* Instructions to follow
Reproduce the material from the line containing "Target: crowd of people" through the line containing "(1048, 1043)", both included, and keep every line in that span. Shift each answer coordinate by adding 49 to every number in it, and leave all other lines unchanged.
=== Entries shown ===
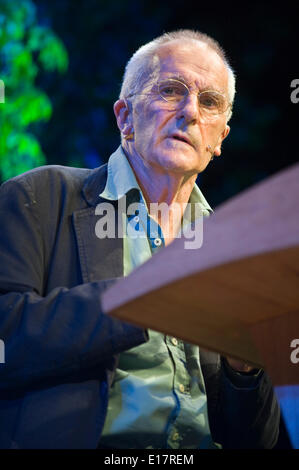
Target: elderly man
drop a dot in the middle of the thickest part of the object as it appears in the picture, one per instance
(74, 377)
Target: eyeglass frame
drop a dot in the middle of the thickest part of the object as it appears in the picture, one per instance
(229, 104)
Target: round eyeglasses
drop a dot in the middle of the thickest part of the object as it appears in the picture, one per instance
(174, 92)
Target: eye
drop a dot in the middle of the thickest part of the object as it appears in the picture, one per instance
(172, 91)
(212, 101)
(209, 100)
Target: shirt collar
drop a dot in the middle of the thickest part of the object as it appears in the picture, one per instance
(121, 179)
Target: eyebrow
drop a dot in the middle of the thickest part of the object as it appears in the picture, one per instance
(177, 76)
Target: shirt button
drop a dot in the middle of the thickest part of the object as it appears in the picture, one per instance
(157, 241)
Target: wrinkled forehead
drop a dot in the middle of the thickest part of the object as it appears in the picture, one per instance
(194, 61)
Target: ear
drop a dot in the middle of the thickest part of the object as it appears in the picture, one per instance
(223, 135)
(123, 114)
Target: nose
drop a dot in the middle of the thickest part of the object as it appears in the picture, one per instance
(189, 111)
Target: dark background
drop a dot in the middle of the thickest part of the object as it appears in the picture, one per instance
(261, 41)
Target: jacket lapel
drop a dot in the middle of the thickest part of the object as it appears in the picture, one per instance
(100, 258)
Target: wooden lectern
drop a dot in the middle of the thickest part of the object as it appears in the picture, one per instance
(238, 293)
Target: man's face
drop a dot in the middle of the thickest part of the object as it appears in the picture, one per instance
(176, 140)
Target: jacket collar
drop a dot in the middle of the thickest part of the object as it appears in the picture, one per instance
(94, 185)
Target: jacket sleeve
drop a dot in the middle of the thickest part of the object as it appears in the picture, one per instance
(243, 410)
(57, 335)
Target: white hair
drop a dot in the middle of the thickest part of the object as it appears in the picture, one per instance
(141, 67)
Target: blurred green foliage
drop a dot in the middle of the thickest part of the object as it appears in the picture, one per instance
(26, 48)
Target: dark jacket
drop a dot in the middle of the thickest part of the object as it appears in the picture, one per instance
(60, 348)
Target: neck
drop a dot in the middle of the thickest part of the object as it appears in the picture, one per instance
(169, 189)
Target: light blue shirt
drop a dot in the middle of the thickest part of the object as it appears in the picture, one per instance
(158, 398)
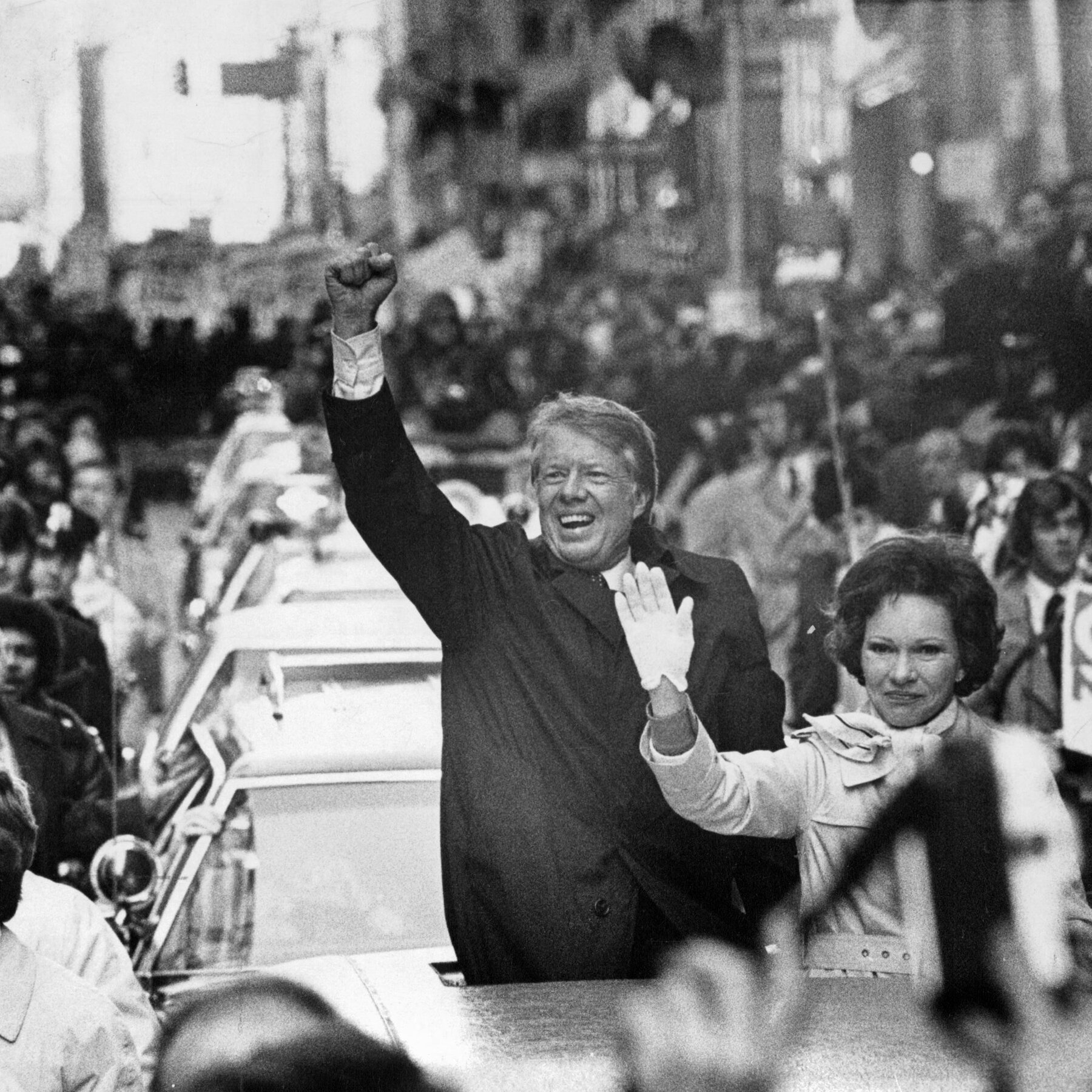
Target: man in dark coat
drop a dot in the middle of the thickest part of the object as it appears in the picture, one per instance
(30, 655)
(561, 857)
(84, 682)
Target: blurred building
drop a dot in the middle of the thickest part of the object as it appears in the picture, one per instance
(624, 118)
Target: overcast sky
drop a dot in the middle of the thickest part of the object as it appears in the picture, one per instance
(172, 158)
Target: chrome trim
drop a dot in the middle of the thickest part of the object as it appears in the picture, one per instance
(240, 578)
(360, 656)
(338, 778)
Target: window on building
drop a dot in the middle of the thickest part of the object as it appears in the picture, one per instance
(553, 129)
(535, 33)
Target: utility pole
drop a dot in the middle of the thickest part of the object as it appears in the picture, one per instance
(735, 188)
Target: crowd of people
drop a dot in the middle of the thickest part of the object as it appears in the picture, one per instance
(878, 578)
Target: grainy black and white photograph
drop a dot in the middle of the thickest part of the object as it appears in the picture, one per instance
(545, 545)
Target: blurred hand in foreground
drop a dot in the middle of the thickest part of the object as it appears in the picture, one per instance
(356, 286)
(715, 1019)
(1048, 1043)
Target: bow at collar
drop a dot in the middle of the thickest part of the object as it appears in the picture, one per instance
(868, 748)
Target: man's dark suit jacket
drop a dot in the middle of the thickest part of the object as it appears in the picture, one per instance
(551, 821)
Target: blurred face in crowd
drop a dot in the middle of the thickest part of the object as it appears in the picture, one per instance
(15, 569)
(910, 660)
(439, 322)
(939, 462)
(588, 498)
(1034, 215)
(771, 428)
(94, 491)
(44, 483)
(1056, 544)
(53, 575)
(977, 246)
(19, 662)
(1079, 202)
(1017, 462)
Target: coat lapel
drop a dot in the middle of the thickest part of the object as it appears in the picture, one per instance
(592, 599)
(18, 972)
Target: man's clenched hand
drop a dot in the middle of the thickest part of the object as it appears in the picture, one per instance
(356, 286)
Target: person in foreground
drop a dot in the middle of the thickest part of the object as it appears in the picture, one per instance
(561, 857)
(915, 622)
(718, 1020)
(269, 1034)
(56, 1031)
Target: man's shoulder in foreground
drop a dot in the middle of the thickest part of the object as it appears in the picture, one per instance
(715, 571)
(58, 1031)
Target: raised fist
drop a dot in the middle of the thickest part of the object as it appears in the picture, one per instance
(356, 286)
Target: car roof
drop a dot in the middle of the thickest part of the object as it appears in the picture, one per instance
(374, 729)
(862, 1033)
(386, 622)
(304, 575)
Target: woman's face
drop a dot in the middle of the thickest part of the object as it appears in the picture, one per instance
(910, 660)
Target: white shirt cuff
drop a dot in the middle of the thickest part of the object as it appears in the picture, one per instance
(359, 365)
(656, 759)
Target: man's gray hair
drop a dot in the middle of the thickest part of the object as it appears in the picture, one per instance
(608, 423)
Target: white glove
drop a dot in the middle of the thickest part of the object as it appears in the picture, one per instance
(660, 638)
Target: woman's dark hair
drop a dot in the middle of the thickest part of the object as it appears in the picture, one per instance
(1040, 502)
(338, 1059)
(1018, 436)
(209, 1008)
(71, 411)
(19, 525)
(41, 451)
(29, 616)
(935, 567)
(18, 835)
(608, 423)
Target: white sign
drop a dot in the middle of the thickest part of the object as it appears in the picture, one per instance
(966, 170)
(1077, 670)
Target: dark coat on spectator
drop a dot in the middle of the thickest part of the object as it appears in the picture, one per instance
(72, 813)
(551, 824)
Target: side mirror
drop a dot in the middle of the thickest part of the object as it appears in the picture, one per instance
(126, 873)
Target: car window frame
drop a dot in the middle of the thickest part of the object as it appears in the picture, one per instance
(183, 872)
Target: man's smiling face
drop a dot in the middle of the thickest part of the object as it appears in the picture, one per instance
(588, 498)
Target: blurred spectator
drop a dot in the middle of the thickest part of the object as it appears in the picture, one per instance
(1016, 453)
(84, 682)
(30, 655)
(267, 1034)
(1077, 445)
(59, 1032)
(457, 387)
(715, 1019)
(42, 476)
(977, 300)
(946, 480)
(124, 562)
(57, 922)
(1074, 334)
(1039, 561)
(83, 435)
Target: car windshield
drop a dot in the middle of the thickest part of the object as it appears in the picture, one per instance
(314, 868)
(244, 687)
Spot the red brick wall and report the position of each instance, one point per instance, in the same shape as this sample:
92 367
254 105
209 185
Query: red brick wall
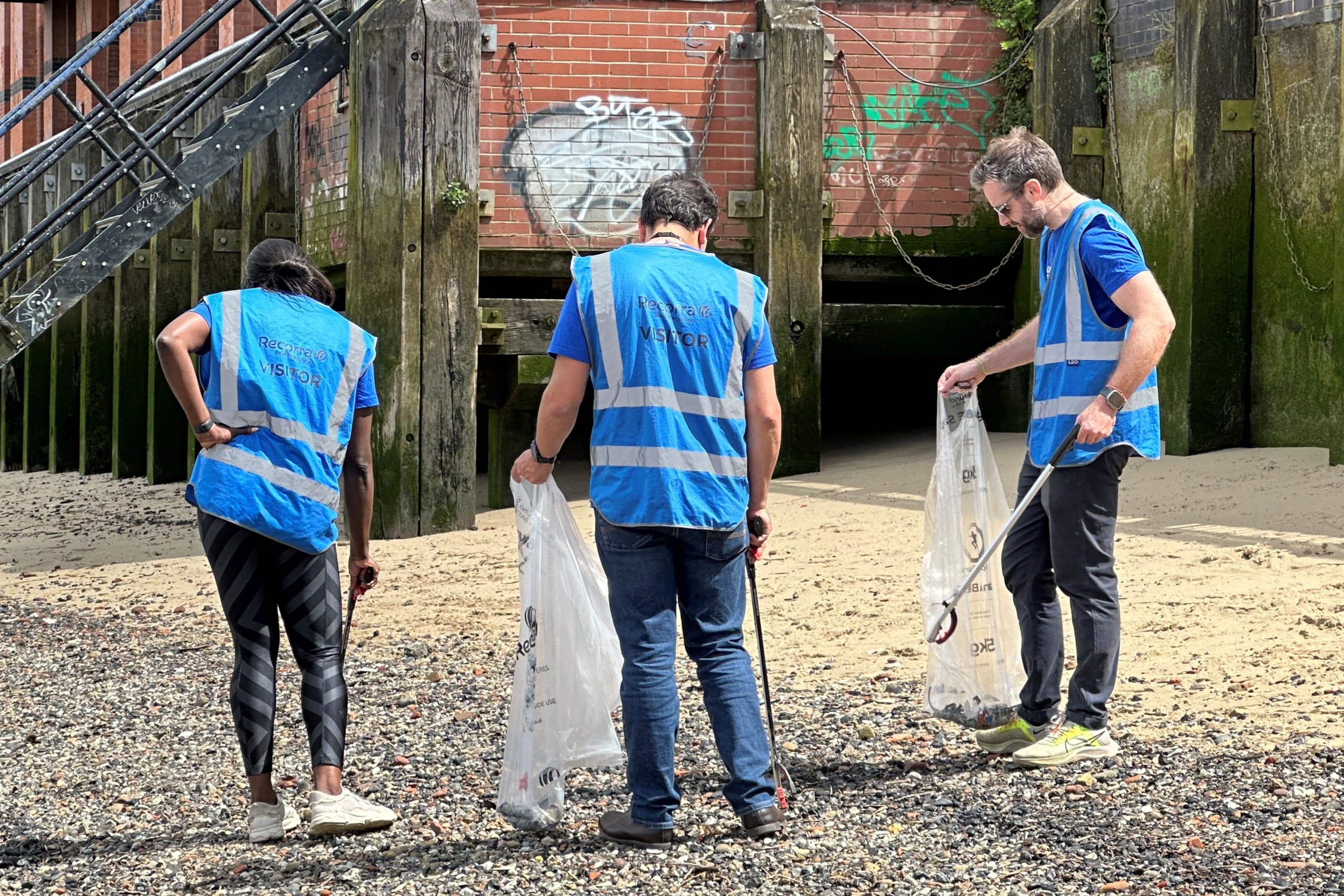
921 141
323 166
139 44
617 92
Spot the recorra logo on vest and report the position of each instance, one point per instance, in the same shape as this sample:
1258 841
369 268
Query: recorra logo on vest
673 309
292 349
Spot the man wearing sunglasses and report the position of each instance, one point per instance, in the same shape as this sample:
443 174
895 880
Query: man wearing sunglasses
1102 327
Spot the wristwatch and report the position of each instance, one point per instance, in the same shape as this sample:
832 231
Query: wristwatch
537 456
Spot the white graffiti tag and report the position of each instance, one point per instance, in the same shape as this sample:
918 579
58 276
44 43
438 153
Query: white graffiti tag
584 167
37 313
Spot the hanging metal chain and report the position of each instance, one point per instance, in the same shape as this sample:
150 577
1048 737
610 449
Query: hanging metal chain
1276 190
882 213
531 148
709 114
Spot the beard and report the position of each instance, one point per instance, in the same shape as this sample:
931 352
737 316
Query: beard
1034 225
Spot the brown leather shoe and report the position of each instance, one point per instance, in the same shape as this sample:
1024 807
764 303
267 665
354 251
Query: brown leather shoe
762 823
620 828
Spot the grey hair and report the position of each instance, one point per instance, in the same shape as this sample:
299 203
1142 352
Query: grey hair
1015 159
682 199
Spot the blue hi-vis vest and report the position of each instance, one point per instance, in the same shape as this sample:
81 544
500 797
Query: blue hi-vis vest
670 331
1077 354
287 364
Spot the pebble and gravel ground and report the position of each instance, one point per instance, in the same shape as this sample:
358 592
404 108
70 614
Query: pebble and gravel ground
119 774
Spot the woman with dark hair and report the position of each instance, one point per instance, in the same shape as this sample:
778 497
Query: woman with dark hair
282 412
===
* Response to this exercise
Target: crowd of people
drop a dot in the middle of the thickest part of the object as it appears in the picture, one per instance
(927, 627)
Target: grainy black and white photograph
drop a dot in the middle of the thickest part of the object as it appears in the picture, one per instance
(594, 594)
Target: blurred hand in foreground
drop a dot in the middle of the thickest part of the object as it appears in the picture, one per instance
(405, 335)
(764, 1068)
(1097, 1092)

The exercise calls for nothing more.